## Objectif:
Changez "photo" en "image" dans toute la liste ci-dessous sans rien modifier d'autre, puis recopiez-la en laissant les images de côté, s'il vous plaît.
================
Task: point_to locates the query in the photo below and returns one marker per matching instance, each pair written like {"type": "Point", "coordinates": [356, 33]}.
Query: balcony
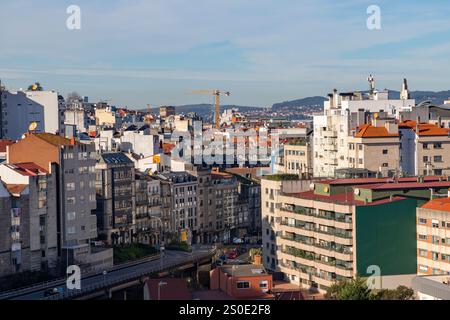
{"type": "Point", "coordinates": [299, 253]}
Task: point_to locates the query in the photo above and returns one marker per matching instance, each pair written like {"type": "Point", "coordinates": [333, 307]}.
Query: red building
================
## Solution ci-dessous:
Task: point_to locates the query in the image below and returns one marker per matching instance, each pair written like {"type": "Point", "coordinates": [356, 33]}.
Query: balcony
{"type": "Point", "coordinates": [299, 253]}
Task: point_to locates the query in the image above and returns one marker per matching instance, each pair written like {"type": "Point", "coordinates": [333, 307]}.
Query: red building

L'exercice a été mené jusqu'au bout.